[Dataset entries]
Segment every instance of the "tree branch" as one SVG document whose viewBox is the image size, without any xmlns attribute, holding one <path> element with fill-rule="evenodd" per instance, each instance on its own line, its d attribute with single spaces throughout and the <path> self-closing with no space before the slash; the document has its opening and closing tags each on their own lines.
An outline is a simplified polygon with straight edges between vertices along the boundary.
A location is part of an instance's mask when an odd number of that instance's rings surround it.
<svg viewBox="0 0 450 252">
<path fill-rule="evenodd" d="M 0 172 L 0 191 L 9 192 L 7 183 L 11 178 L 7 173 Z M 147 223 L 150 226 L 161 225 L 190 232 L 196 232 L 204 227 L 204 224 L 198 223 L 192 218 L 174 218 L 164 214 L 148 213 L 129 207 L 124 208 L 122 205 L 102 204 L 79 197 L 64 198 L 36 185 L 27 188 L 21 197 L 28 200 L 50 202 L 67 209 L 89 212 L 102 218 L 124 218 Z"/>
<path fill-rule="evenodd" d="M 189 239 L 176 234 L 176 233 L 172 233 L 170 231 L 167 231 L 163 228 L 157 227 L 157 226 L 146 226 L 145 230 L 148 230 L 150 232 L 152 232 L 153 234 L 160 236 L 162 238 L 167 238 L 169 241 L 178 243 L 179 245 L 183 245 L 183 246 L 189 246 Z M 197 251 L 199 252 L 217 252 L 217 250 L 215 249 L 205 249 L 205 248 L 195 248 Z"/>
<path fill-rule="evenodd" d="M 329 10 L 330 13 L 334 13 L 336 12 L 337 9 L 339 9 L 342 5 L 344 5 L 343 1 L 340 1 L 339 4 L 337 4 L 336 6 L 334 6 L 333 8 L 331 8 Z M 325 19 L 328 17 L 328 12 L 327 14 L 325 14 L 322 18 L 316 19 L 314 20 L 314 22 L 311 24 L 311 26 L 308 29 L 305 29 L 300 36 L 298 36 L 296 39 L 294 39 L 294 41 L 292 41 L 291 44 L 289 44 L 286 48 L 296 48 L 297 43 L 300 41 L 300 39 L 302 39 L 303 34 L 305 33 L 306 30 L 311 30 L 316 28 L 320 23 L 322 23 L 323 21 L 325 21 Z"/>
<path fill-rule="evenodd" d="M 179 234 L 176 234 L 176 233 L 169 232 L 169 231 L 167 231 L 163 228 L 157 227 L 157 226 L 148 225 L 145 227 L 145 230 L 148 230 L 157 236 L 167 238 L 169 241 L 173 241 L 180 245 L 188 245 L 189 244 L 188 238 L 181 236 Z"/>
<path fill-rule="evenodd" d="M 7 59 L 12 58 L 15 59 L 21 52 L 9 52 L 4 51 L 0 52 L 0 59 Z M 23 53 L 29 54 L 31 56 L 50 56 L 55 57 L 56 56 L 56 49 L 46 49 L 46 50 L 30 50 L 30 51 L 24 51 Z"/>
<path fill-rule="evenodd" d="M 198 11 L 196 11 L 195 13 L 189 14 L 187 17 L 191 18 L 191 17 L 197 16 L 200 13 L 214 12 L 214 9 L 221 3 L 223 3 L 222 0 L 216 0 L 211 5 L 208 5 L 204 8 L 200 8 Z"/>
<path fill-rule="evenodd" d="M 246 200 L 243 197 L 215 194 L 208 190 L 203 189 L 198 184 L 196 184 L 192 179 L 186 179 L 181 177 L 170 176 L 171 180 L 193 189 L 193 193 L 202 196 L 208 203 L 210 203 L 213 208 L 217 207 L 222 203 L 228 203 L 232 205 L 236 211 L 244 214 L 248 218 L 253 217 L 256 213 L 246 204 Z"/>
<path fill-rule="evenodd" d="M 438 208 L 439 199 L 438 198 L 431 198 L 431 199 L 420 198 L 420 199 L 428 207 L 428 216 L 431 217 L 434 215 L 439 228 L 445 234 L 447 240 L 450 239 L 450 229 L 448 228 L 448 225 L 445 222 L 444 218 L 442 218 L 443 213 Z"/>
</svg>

> [INSTRUCTIONS TO FOLLOW]:
From the first line of the data above to the line holding "An outline is", reproduce each line exactly; emit no other lines.

> [OUTPUT]:
Segment every instance of the "tree branch" as one SVG document whose viewBox is the image size, without any xmlns attribute, holding one <path> element with fill-rule="evenodd" per instance, each instance on its own line, its d attribute with single spaces throughout and the <path> self-closing with no space before the slash; the document has its opening and closing tags each on their own lines.
An outline is a simplified polygon with straight edges between vertices along the boundary.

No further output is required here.